QUOTED PASSAGE —
CNDB-13639: Adds optional prefetching for known sequential reads by pcmanus · Pull Request #1692 · datastax/cassandra

pcmanus · 2025-04-11T13:36:34Z

This introduces a PrefetchingRebufferer that, when enabled, prefetches (read from the underlying reader) a configurable number of chunks in advance (so only work on top of rebufferer factories that work with chunks, i.e. not uncompressed mmap).

Prefetching must first be enabled globally by setting -Dcassandra.read_prefetching_size_kb to the desired value. With that, and assuming the disk access mode allows it (meaning, it's not uncompressed mmap), then prefetching will be applied to reads that are "clearly" sequential. Mostly, as of this patch, this means the sstable "scanners" and SortedStringTableCursor, so compaction, SAI index building and tools that read sstable fully (scrub, verifier) will benefit from it.

Since rebufferers are synchronous, prefetching is done through a fixed thread pool. The number of thread of that pool can be set with -Dcassandra.read_prefetching_threads (but default to the number of "processors").

The -Dcassandra.read_prefetching_window can also be set to define how often prefetching is re-triggered. By default, when there is less than half of the value of -Dcassandra.read_prefetching_size_kb prefetched, then prefetching is triggered.

See https://github.com/riptano/cndb/issues/13639 for additional motivation.

I'll note that this patch is adapted from the similar DSE behavior. However, there is a fair bit of modification since the DSE version was relying on the asynchronous nature of rebufferers there (it also had a few behavior I didn't fully understood and I didn't dig when it felt a bit specific to DSE).

One point worth mentioning was that the DSE version was relying on the ability of the underlying channel to create batches when multiple chunks are prefetched. This is something that could have advantages and we could try to add back over time, but it's a lot harder to see how to do that in the non-async world of C*. Typically, in DSE, since all the prefetches were initiated on the current thread (without blocking it), building the "batch" was relatively easy, but it doesn't translate in this patch. Not to mention that currently the underlying channels have no batching options and those would have to be added (in a way that trickled down to the channel implementation within CNDB). Anyway, as of this patch, chunks are prefetched in parallel but with no batching optimization. Which does mean the `window' parameter is probably not as useful as for DSE, but I've kept it nonetheless as it's not exactly adding complexity.

GIVEN DATA —

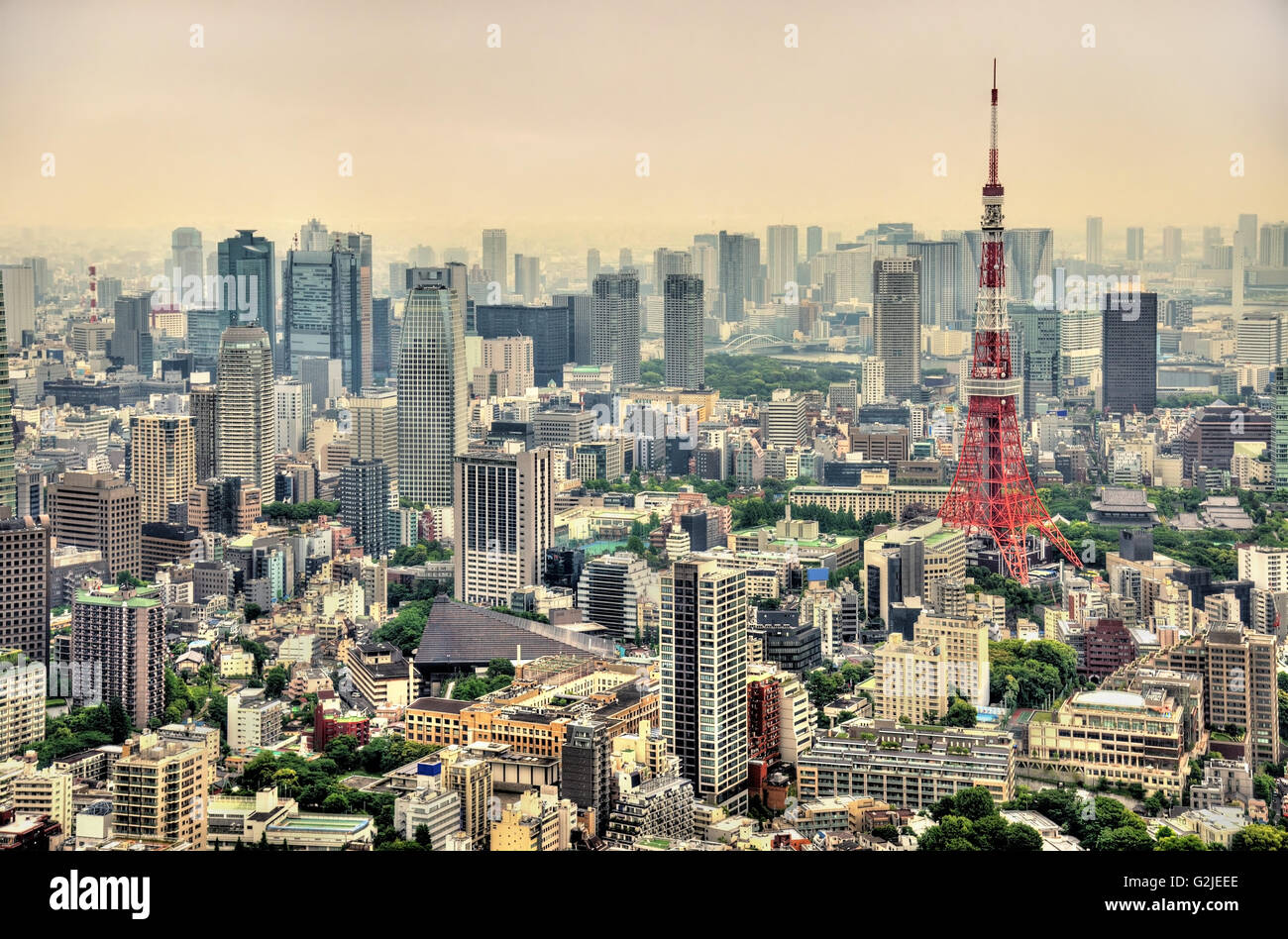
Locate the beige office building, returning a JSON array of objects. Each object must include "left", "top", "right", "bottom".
[{"left": 130, "top": 413, "right": 197, "bottom": 522}]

REQUIRED ACTIONS —
a: According to the pull request, how is prefetching carried out, given that rebufferers are synchronous?
b: Rewrite the pull request from "This introduces a" to "benefit from it.", substituting "repair" for "compaction".

SOLUTIONS TO THE EXERCISE —
a: Through a fixed thread pool.

b:
This introduces a PrefetchingRebufferer that, when enabled, prefetches (read from the underlying reader) a configurable number of chunks in advance (so only work on top of rebufferer factories that work with chunks, i.e. not uncompressed mmap).

Prefetching must first be enabled globally by setting -Dcassandra.read_prefetching_size_kb to the desired value. With that, and assuming the disk access mode allows it (meaning, it's not uncompressed mmap), then prefetching will be applied to reads that are "clearly" sequential. Mostly, as of this patch, this means the sstable "scanners" and SortedStringTableCursor, so repair, SAI index building and tools that read sstable fully (scrub, verifier) will benefit from it.